TASK GOAL: Apart from the pictures, every line below is to be set down exactly.

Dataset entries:
_ _ _

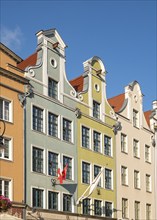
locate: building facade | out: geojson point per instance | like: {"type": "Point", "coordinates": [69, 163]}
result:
{"type": "Point", "coordinates": [95, 142]}
{"type": "Point", "coordinates": [134, 156]}
{"type": "Point", "coordinates": [11, 118]}
{"type": "Point", "coordinates": [50, 134]}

_ _ _

WRITTEN RESPONSE:
locate: building facade | out: geojson point per instance | like: {"type": "Point", "coordinates": [69, 163]}
result:
{"type": "Point", "coordinates": [95, 142]}
{"type": "Point", "coordinates": [134, 156]}
{"type": "Point", "coordinates": [11, 118]}
{"type": "Point", "coordinates": [50, 134]}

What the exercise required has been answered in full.